Extract provided ▸
--- START ---

Skip to content

audio

Audio-extraction helper for video files.

Audio metrics (audio.clap_score, audio.frechet_distance, …) read file paths under sample["audio"] and do their own per-metric preprocessing (CLAP at 48 kHz, PaSST at 32 kHz, whisper at 16 kHz mono, …). When the source video carries an audio track (V2A / T2A-V model outputs), :func:samples_from(extract_audio=True) calls :func:extract_audio_track to pull a .wav next to it once per video.

Why a separate utility instead of in-pool decode: every audio metric wants a different sample rate / channel count / format, so the pool can't usefully pre-load audio into a single canonical tensor the way it pre-loads video frames. Paths-in / paths-out is the lingua franca for audio in this codebase.

Classes

fastvideo.eval.io.audio.NoAudioStreamError

Bases: ValueError

Raised when a video file has no audio stream to extract.

Functions

fastvideo.eval.io.audio.extract_audio_track

extract_audio_track(video_path: str | Path, *, output_dir: str | Path, sample_rate: int | None = None, codec: str = 'pcm_s16le') -> Path

Pull the first audio stream from video_path to a .wav in output_dir.

--- END ---

Provided information ▸
--- START ---

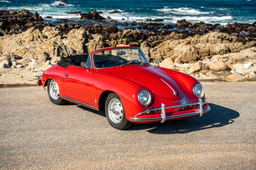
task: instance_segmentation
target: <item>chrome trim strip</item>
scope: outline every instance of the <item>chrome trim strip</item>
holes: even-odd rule
[[[166,116],[165,115],[165,104],[163,103],[161,104],[161,107],[162,108],[161,111],[161,117],[162,117],[162,120],[161,121],[161,123],[163,123],[165,121],[165,119],[166,118]]]
[[[169,87],[170,87],[170,88],[171,88],[171,89],[172,90],[172,91],[173,92],[173,94],[174,95],[175,95],[175,96],[177,96],[177,92],[176,92],[176,91],[175,90],[174,90],[174,89],[173,89],[173,88],[172,88],[172,87],[171,87],[171,86],[170,86],[170,85],[169,85],[169,84],[168,84],[168,83],[166,83],[166,82],[165,82],[165,81],[163,81],[163,80],[161,79],[160,79],[161,81],[163,81],[163,82],[164,82],[165,83],[165,84],[167,84],[167,86],[169,86]]]
[[[201,117],[203,115],[203,106],[202,105],[202,99],[199,98],[198,99],[198,112],[200,114],[198,116]]]
[[[209,108],[203,111],[203,113],[208,112],[211,110],[211,108],[209,107]],[[193,113],[187,113],[186,114],[183,114],[182,115],[177,115],[174,116],[167,116],[166,118],[166,119],[174,119],[174,118],[178,118],[179,117],[185,117],[186,116],[193,116],[196,115],[199,115],[200,114],[199,112],[193,112]],[[134,121],[155,121],[156,120],[161,120],[162,119],[161,117],[157,117],[155,118],[130,118],[130,120],[133,120]]]
[[[39,79],[40,79],[40,78],[41,78],[41,77],[42,77],[42,75],[40,75],[40,76],[39,76],[39,77],[38,77],[38,78],[37,78],[37,81],[38,82],[39,81]]]
[[[209,104],[210,103],[209,102],[202,102],[202,104]],[[196,104],[199,104],[199,103],[190,103],[189,104],[182,104],[181,105],[177,105],[176,106],[169,106],[169,107],[165,107],[165,108],[167,109],[167,108],[173,108],[173,107],[181,107],[183,106],[189,106],[190,105],[195,105]],[[161,109],[162,108],[154,108],[153,109],[150,109],[150,111],[157,111],[157,110],[161,110]],[[142,112],[141,113],[140,113],[138,114],[137,114],[135,116],[134,116],[134,117],[137,117],[138,116],[139,116],[142,114],[143,114],[143,113],[145,113],[147,112],[148,112],[148,111],[145,111],[144,112]]]
[[[75,100],[74,99],[70,99],[69,98],[68,98],[68,97],[66,97],[66,96],[61,95],[61,97],[64,98],[64,99],[67,99],[69,100],[70,100],[71,101],[73,101],[74,102],[75,102],[75,103],[77,103],[80,105],[82,105],[82,106],[87,107],[90,107],[91,108],[93,108],[94,109],[96,109],[96,110],[98,109],[98,108],[96,107],[93,106],[91,106],[90,105],[89,105],[89,104],[86,104],[85,103],[82,103],[82,102],[79,102],[78,101],[77,101],[76,100]]]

--- END ---

Your tasks ▸
1) Count the lines in the records that contain the string "chrome", treating uppercase and lowercase as different, and reply with the number alone.
2) Extend the documentation for the audio-extraction helper, starting after its final sentence.
The text and the records have no connection to each other.

The replies ▸
1) 2

2)
Idempotent — if output_dir / {stem}.wav already exists, the existing file is returned without re-decoding. This makes the helper safe to call repeatedly from parallel workers on overlapping inputs (the cache hit is the fast path).

Parameters

video_path : Source video file (anything PyAV can open: mp4, mkv, webm, …). output_dir : Directory the .wav lands in. Created if it doesn't exist. sample_rate : If set, resample to this rate. Default (None) preserves the source rate — most audio metrics resample again internally to their own target rate, so adding a resample step here would just be wasted work. codec : PCM codec for the output. pcm_s16le (default) gives 16-bit little-endian PCM, the most broadly compatible WAV format.

Returns

Path Absolute path to the extracted .wav.

Raises

NoAudioStreamError If video_path has no audio stream.

Source code in fastvideo/eval/io/audio.py
def extract_audio_track(
    video_path: str | Path,
    *,
    output_dir: str | Path,
    sample_rate: int | None = None,
    codec: str = "pcm_s16le",
) -> Path:
    """Pull the first audio stream from *video_path* to a ``.wav`` in *output_dir*.

    Idempotent — if ``output_dir / {stem}.wav`` already exists, the
    existing file is returned without re-decoding.  This makes the
    helper safe to call repeatedly from parallel workers on overlapping
    inputs (the cache hit is the fast path).

    Parameters
    ----------
    video_path :
        Source video file (anything PyAV can open: mp4, mkv, webm, …).
    output_dir :
        Directory the ``.wav`` lands in.  Created if it doesn't exist.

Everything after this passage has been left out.